Return each of the entries below verbatim, line for line, without changing anything.
***
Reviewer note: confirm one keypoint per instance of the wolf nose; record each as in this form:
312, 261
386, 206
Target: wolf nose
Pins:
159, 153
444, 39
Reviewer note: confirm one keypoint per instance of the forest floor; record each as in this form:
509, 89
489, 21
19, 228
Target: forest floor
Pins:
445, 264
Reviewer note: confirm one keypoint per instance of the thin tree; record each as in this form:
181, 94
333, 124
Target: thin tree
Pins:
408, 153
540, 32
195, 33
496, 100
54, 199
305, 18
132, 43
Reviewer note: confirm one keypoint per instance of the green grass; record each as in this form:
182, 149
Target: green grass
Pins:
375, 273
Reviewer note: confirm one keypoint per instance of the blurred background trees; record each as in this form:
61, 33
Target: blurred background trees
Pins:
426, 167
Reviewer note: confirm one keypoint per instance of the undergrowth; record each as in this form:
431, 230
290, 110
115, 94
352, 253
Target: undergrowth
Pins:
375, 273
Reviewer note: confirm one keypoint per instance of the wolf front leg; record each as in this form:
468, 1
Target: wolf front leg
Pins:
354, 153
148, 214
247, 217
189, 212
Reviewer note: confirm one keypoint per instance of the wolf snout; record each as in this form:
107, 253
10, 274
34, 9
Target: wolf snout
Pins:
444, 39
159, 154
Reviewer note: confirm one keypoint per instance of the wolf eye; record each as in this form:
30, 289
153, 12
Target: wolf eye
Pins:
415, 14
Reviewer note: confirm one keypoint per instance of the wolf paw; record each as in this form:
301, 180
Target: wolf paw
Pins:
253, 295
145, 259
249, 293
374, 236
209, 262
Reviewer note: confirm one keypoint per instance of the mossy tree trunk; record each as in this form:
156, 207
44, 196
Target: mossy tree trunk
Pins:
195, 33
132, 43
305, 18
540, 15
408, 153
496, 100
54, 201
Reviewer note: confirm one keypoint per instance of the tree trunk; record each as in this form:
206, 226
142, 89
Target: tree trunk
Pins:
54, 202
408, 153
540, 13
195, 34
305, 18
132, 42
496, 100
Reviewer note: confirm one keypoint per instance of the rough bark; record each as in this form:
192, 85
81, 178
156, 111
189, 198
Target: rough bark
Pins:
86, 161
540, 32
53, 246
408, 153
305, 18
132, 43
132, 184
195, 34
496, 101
***
TASK RESPONSE:
Reviewer note: confirm one keypoint per instance of the wolf nose; record each as in this form:
312, 261
386, 206
Target: wolf nose
Pins:
159, 153
444, 39
Reviewer note: confirm one keypoint per instance of the forest floor; record each as in this form:
509, 89
489, 21
19, 228
Target: forest floor
Pins:
445, 264
Reviewer note: confirm one keypoint per instance of the thin tree; record each as in this form:
181, 94
333, 124
Target: thin tree
Pins:
408, 153
540, 32
195, 33
496, 100
54, 199
305, 18
132, 43
Reviewer note: confirm one keypoint per instance of the green grass; record each as in this form:
182, 149
Target: green grass
Pins:
375, 273
Reviewer note: confirm one keypoint per instance of the blurred background trees; record each as in this form:
61, 33
Target: blurred background trees
Pins:
426, 167
Reviewer note: confirm one keypoint per instance of the undergrowth; record each as in this form:
431, 230
290, 110
115, 94
352, 253
Target: undergrowth
Pins:
375, 273
Reviewer note: confirm one keypoint per instance of the wolf front leg; record each as in this form:
468, 1
Target: wolf front leg
Pins:
354, 153
148, 214
247, 217
189, 212
Reviewer note: confirm one keypoint per instance of the wolf snout; record each as in this form:
107, 253
10, 274
34, 9
Target: wolf snout
Pins:
444, 39
159, 154
Reviewer note: confirm one keypoint per instance of the wolf eye; record each as in this form:
30, 289
153, 12
Target: wolf eye
Pins:
415, 14
Reviewer note: confirm one keypoint per instance of the wolf paw; record each as in this form:
301, 180
Target: wolf paw
Pins:
253, 295
145, 259
249, 293
374, 236
209, 262
Reviewer note: confirm one keypoint per instance of the mossy tree trunk; record each as in this form:
156, 207
44, 196
Target: mossy tree trunk
Pins:
195, 33
132, 43
305, 18
540, 15
408, 153
496, 100
54, 201
Reviewer note: confirm one keypoint per instance of the tree trunk; record each as in this form:
206, 226
142, 89
Target: tree trunk
Pins:
54, 202
408, 153
540, 13
195, 34
305, 18
132, 42
496, 100
Reviewer note: confirm one keypoint per instance of the rough bark; record each as in this form:
192, 85
81, 178
156, 111
189, 198
Target: rough bark
Pins:
86, 161
540, 32
53, 246
408, 153
305, 18
132, 43
132, 184
195, 34
496, 101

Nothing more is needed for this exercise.